In the episode “How To Warm-Up and Cool-Down”, you learned that when you warm up, several things happen to help prepare you for exercise, including:

Dilation of blood vessels. As your blood vessels dilate, or get bigger, your heart doesn’t have to work so hard to deliver blood, and you have less risk of high blood pressure during exercise.

Increased temperature. When you stretch a cold rubber band, it can snap. The same is true of muscle. By warming your muscle tissue, you increase muscle elasticity and range of motion, and you also allow your muscle to contract more efficiently while reducing risk of strains and pulls. In addition, oxygen in warm blood becomes more readily available to muscle tissue.

Better cooling. In the same way that the air conditioning in your car works more efficiently when your car is warmed up, when you break a sweat during your pre-workout warm-up, you’ve successfully activated your body’s built-in cooling mechanisms.

Hormone production. As you warm-up, your body begins producing hormones like epinephrine, endorphins, growth hormone and testosterone, all of which increase the energy available for your workout.

Mental focus. Clearing your head with a warm-up allows you to focus more on the difficult or technical exercise or movements that will occur in your physical activity, and it also gives you a chance to mentally review your workout, game, or match.

What Not To Do During A Warm Up

Before you learn the perfect way to warm up, it’s important to learn what not to do when you warm up.

In “Does Yoga Burn Calories?”, you learned that while yoga may certainly not burn significant calories, the type of stretching you do in yoga (which is also called “static stretching”) can lower your stress levels and your blood pressure, help you relax, and improve your flexibility. This is why I start every day with a morning stretch routine – not because it’s going to help with exercise, but because it’s a very relaxing way to start my day.

[Tasks to perform]
[A] Name each of the things the warm-up text says happen during a warm-up to prepare you for exercise, using the headings it gives them.
[B] Answer these from the warm-up text:
(i) What does the text compare cold muscle to?
(ii) What other name does it give for the type of stretching done in yoga?
(iii) What does the writer start every day with?

Dataset excerpts on object pointing
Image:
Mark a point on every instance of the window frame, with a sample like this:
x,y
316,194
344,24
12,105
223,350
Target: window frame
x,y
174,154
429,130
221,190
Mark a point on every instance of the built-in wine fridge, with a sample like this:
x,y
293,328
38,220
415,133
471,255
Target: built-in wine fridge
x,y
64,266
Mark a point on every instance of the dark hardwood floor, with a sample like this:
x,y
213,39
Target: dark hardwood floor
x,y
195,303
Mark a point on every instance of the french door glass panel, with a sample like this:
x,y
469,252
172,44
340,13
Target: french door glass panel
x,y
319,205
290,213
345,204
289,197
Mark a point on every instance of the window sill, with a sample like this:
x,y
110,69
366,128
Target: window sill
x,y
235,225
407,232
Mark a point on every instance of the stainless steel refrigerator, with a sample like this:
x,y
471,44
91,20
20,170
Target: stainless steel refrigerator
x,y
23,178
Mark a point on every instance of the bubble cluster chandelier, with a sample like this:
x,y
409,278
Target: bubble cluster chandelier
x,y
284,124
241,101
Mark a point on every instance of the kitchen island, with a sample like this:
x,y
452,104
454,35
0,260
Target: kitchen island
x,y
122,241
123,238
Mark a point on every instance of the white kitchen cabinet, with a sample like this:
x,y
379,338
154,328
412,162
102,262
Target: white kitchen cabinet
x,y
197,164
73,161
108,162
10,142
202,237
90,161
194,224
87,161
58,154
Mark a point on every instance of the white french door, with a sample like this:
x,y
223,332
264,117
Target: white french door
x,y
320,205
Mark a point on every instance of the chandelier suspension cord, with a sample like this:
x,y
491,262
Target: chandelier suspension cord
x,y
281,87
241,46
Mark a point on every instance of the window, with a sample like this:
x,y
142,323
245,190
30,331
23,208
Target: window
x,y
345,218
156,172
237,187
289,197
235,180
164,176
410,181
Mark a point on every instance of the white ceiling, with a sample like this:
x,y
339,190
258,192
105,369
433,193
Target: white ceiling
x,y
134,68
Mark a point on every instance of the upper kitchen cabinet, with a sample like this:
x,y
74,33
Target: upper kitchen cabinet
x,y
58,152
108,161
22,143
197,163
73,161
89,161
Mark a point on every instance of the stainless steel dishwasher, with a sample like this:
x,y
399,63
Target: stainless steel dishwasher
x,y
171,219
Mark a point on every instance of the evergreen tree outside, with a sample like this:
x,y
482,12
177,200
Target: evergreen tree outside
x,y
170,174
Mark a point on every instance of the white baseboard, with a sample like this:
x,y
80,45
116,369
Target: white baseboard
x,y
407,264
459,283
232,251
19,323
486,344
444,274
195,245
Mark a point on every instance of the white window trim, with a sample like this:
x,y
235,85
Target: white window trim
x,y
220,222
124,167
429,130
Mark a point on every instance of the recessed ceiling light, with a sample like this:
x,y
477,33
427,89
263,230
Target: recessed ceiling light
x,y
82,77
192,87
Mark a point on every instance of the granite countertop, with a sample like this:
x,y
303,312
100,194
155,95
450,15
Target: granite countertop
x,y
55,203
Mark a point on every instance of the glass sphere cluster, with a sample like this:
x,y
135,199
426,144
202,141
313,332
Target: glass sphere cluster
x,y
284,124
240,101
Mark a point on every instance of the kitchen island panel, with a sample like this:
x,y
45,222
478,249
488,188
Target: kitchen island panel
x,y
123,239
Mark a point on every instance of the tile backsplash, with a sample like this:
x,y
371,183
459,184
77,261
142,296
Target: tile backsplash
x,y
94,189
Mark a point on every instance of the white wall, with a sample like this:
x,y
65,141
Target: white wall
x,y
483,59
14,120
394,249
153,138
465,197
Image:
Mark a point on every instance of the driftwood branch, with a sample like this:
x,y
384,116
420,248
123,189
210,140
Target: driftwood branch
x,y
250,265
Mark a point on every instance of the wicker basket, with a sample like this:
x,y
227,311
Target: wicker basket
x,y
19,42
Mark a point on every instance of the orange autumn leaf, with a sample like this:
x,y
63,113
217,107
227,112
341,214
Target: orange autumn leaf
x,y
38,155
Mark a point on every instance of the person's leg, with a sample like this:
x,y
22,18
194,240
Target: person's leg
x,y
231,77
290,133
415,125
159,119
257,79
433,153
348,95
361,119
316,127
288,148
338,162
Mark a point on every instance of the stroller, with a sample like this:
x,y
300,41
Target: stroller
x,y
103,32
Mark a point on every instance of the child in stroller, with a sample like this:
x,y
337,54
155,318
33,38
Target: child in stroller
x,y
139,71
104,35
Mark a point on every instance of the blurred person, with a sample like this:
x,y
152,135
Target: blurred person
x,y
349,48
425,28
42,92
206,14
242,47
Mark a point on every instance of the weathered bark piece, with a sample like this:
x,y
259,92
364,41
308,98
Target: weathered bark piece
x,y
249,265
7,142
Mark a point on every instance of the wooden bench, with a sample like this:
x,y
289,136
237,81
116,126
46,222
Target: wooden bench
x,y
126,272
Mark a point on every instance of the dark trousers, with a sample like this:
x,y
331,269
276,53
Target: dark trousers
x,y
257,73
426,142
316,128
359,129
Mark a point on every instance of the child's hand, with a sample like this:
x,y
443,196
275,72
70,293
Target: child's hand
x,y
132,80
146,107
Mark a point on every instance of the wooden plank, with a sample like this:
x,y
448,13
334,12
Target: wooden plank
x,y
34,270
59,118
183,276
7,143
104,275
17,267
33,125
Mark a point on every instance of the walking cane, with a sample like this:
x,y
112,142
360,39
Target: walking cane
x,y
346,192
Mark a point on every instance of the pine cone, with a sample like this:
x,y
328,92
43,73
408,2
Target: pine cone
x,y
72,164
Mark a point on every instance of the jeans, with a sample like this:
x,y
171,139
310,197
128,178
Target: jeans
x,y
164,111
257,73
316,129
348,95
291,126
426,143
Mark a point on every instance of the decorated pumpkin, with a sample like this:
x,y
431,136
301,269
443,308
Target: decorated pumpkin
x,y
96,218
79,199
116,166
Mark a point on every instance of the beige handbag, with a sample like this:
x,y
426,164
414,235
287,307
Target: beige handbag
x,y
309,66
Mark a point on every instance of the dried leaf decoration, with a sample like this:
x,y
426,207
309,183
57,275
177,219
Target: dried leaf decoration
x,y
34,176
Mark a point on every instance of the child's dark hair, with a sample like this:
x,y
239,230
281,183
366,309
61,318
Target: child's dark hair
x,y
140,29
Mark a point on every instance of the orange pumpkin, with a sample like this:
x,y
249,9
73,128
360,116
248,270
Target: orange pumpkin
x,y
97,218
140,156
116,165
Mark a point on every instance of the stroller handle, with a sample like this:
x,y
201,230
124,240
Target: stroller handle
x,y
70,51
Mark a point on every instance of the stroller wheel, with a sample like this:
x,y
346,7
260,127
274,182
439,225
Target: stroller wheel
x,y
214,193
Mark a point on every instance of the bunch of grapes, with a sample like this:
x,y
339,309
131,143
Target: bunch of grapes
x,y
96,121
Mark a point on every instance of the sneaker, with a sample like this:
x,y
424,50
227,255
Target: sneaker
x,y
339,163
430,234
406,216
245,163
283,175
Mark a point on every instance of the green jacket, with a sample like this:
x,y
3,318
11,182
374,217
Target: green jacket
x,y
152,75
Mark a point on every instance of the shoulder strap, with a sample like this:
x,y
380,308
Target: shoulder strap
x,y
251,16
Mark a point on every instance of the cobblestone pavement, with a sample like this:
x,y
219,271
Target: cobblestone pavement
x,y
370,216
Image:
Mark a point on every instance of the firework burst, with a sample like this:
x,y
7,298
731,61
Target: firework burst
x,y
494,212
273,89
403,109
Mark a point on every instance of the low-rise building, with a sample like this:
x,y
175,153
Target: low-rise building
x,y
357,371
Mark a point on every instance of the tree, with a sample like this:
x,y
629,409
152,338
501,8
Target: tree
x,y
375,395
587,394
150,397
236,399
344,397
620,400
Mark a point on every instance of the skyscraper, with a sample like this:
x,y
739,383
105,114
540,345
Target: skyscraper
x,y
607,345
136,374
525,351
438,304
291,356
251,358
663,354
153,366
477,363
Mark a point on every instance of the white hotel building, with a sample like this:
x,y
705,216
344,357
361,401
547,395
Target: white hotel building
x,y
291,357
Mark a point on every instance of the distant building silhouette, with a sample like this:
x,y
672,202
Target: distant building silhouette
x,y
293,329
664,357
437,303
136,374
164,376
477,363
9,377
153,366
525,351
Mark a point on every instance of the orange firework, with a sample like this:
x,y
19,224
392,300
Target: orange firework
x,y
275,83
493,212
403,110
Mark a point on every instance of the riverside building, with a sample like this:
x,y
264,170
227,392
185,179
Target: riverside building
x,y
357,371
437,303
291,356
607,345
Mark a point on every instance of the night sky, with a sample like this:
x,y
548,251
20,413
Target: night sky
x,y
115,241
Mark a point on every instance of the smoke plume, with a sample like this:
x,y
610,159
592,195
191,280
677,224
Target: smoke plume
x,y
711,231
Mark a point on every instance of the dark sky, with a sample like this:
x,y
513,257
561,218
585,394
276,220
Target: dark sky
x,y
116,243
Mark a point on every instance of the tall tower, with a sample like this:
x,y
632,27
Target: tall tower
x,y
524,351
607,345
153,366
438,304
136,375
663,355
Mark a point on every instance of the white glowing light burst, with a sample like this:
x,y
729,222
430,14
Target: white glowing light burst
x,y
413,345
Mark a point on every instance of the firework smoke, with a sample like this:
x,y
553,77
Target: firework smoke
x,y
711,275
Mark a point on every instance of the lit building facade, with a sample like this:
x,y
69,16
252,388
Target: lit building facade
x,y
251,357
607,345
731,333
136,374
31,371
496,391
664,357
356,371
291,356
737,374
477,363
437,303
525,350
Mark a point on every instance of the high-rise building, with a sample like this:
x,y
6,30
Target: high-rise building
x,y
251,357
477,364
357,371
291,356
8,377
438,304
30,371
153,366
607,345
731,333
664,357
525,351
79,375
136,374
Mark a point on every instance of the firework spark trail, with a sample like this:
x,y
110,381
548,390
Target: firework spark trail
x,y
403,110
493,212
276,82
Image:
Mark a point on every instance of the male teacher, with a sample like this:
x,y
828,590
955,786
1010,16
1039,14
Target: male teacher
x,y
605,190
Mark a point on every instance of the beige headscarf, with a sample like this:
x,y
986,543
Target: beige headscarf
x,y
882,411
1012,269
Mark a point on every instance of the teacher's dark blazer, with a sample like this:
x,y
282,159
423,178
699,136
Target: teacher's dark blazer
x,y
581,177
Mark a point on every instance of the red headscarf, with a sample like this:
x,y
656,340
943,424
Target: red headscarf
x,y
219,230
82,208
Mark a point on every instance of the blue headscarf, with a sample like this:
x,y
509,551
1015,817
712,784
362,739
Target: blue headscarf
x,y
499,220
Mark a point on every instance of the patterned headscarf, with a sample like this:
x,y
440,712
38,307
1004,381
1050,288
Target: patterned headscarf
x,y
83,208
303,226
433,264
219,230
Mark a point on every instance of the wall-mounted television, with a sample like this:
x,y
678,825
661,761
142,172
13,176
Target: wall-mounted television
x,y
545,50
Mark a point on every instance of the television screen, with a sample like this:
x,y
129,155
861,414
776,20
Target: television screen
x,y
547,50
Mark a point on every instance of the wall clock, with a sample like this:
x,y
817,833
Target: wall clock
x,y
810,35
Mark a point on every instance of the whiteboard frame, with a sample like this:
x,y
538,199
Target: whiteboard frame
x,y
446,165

[Task-by-task outputs]
[A]
Dilation of blood vessels
Increased temperature
Better cooling
Hormone production
Mental focus

[B]
(i) A cold rubber band, which can snap when stretched.
(ii) Static stretching.
(iii) A morning stretch routine.